● To do
Take the line with "rough mask: <svg" as the first line and the last line of the data as the final one. Write out those lines exactly, and no others.

● Records
++++++
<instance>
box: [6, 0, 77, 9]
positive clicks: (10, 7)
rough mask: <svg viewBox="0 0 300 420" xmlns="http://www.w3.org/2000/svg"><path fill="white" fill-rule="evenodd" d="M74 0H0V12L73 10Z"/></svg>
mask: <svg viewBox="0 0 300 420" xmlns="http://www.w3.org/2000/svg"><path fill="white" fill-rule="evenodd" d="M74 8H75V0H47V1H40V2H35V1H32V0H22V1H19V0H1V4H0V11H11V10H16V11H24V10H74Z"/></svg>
++++++
● Reply to the exercise
rough mask: <svg viewBox="0 0 300 420" xmlns="http://www.w3.org/2000/svg"><path fill="white" fill-rule="evenodd" d="M74 0H0V12L73 10Z"/></svg>
mask: <svg viewBox="0 0 300 420" xmlns="http://www.w3.org/2000/svg"><path fill="white" fill-rule="evenodd" d="M74 8H75V0H47V1H40V2H35V1H32V0H22V1H19V0H1V4H0V11H11V10H16V11H24V10H74Z"/></svg>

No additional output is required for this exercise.